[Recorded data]

================

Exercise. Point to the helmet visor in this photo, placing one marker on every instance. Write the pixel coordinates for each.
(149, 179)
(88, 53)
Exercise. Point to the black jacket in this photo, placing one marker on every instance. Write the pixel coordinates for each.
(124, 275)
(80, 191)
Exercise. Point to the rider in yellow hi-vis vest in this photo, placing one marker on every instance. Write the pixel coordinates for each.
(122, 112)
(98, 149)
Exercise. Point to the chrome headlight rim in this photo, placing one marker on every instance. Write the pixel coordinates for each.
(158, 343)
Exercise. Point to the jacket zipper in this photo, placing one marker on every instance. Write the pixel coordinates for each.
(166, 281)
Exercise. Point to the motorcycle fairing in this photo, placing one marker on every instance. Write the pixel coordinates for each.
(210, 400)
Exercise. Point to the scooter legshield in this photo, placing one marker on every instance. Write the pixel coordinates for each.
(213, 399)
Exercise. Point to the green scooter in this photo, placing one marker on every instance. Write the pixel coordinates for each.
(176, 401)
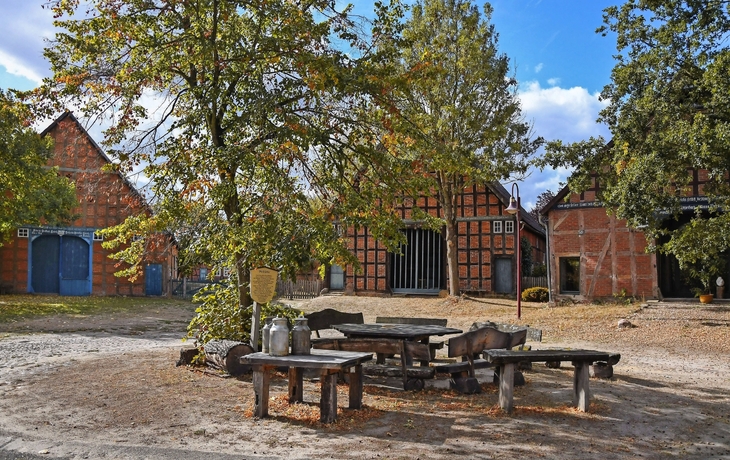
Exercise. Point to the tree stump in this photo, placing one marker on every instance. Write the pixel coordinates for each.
(225, 355)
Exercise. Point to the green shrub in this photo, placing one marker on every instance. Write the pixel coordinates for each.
(536, 294)
(219, 315)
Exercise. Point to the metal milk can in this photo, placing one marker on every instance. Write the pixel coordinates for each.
(279, 338)
(301, 342)
(265, 334)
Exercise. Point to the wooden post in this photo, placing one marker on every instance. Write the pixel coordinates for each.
(296, 384)
(506, 386)
(356, 384)
(255, 322)
(328, 398)
(261, 391)
(581, 391)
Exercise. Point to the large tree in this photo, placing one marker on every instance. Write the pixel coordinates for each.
(243, 111)
(460, 121)
(669, 114)
(30, 192)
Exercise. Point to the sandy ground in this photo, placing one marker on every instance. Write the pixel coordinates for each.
(109, 388)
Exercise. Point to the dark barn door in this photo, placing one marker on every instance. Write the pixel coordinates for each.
(75, 273)
(44, 271)
(419, 270)
(153, 279)
(503, 276)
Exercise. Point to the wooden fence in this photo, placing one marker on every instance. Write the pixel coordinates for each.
(301, 289)
(534, 281)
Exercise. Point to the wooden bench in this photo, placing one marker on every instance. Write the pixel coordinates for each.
(413, 377)
(324, 319)
(433, 346)
(469, 346)
(581, 359)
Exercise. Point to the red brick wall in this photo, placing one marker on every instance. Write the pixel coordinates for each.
(477, 246)
(105, 199)
(613, 260)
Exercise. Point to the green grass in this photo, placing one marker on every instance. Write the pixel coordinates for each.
(19, 307)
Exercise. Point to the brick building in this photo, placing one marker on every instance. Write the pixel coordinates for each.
(70, 260)
(486, 250)
(593, 255)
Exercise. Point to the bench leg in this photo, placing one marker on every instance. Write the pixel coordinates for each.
(328, 398)
(581, 391)
(296, 384)
(356, 384)
(261, 391)
(506, 387)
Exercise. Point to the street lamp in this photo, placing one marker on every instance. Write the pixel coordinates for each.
(514, 208)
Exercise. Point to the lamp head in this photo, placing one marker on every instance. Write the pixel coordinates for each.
(513, 207)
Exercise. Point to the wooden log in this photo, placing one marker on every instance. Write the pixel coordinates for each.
(187, 355)
(225, 355)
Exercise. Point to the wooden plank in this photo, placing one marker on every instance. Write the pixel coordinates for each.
(402, 320)
(506, 387)
(328, 397)
(515, 356)
(356, 387)
(261, 391)
(581, 390)
(296, 384)
(326, 318)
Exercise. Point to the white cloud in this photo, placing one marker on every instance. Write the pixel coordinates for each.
(567, 114)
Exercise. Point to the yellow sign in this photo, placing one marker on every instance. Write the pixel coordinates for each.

================

**What you need to do**
Reproduce all the data as it stands. The pictures are not part of the copy.

**Exercise answer**
Exercise. Point to the helmet visor in this photo, placing one marker on every instance. Write the pixel coordinates for each.
(149, 179)
(88, 53)
Exercise. Point to the black jacket in this photo, placing one marker on every instance. Write the pixel coordinates for each.
(124, 275)
(80, 191)
Exercise. Point to the rider in yellow hi-vis vest in this photo, placing one marker on every instance. Write the pixel coordinates for each.
(122, 112)
(98, 149)
Exercise. Point to the chrome headlight rim in this photo, placing one marker on every instance. Write the pixel coordinates for each.
(158, 343)
Exercise. Point to the jacket zipper in this photo, placing one marker on every instance. Write the pixel coordinates for each.
(166, 281)
Exercise. Point to the motorcycle fairing in this photo, placing one marker on every instance. Write the pixel coordinates for each.
(210, 400)
Exercise. Point to the scooter legshield in this photo, placing one marker on every instance. Write the pixel coordinates for each.
(213, 399)
Exercise. Point to the green scooter in this photo, placing one marker on every instance. Write the pixel coordinates for each.
(176, 401)
Exercise. Point to the tree stump in this photo, placing one marker on every instance. Write the pixel coordinates for each.
(225, 355)
Exercise. Point to the green shrub in this photo, placing one marker on every instance. Write the pixel coordinates for each.
(536, 294)
(219, 315)
Exercise. Point to the metal milk can in this photo, placing one marker on every instance. Write the pixel coordinates for each.
(279, 338)
(301, 342)
(265, 334)
Exercise. Point to the wooden post in this photo, placing one marker on every instance. Write the pixel coordinates for each.
(296, 384)
(506, 386)
(356, 384)
(255, 322)
(328, 398)
(261, 391)
(581, 391)
Exercise. Point to the large tree in this photo, placing one marker on every instance. Write the pixel coordinates for each.
(243, 111)
(460, 121)
(669, 114)
(30, 192)
Exercise. Point to the sandy ground in this photo, placing one marker on every instance. Write the pixel coordinates for each.
(109, 388)
Exercise. Point to the dark barn door in this photo, placing one marker on every instance. Write the pixel coordinates for each.
(75, 273)
(44, 271)
(419, 270)
(153, 279)
(503, 276)
Exercise. Point to the wooden fence in this photo, placing one marker on every instance. Write the pixel coordinates for each.
(301, 289)
(534, 281)
Exercise. Point to the wooden bench in this photo, placing one marker on every instance. Write the pixel coordinates for each.
(413, 377)
(324, 319)
(433, 346)
(469, 346)
(581, 359)
Exercise. Point to the red brick wall in this photo, placing one marker on every instance. Write the pixel coordinates for each.
(477, 246)
(105, 199)
(613, 260)
Exercise. Point to the green grass in this photo, placing one marker on every instance. Write the pixel coordinates for each.
(19, 307)
Exercise. Point to the brick building in this photo, placing one marker on every instance. Write the pixel coordinates for each.
(70, 260)
(486, 250)
(593, 255)
Exercise. Point to the bench leg in this photo, placing one marker on every instance. Write the pixel coordinates for each.
(328, 398)
(581, 391)
(296, 384)
(356, 384)
(261, 391)
(506, 387)
Exercise. Point to the street lamp in this photo, placing one marker on every instance. Write the pixel coordinates for each.
(514, 208)
Exercise. Point to the lamp head in this photo, placing one marker on every instance. Write the pixel coordinates for each.
(513, 207)
Exercise. Point to the wooden log in this photo, placing one marker on every instance. Write the pixel coordinates for each.
(187, 355)
(225, 355)
Exercise. Point to the wooden plank in this photo, placing one marker on every instance. Write the pixel coordinates for each.
(402, 320)
(506, 387)
(328, 397)
(515, 356)
(356, 387)
(261, 391)
(581, 390)
(296, 384)
(326, 318)
Exercise. Point to the white cloud in this photo, placing one marker on every instance. Write the pixel coordinates for each.
(567, 114)
Exercise. Point to the yellow sign in this photo, placing one marker on every instance. Write the pixel coordinates for each.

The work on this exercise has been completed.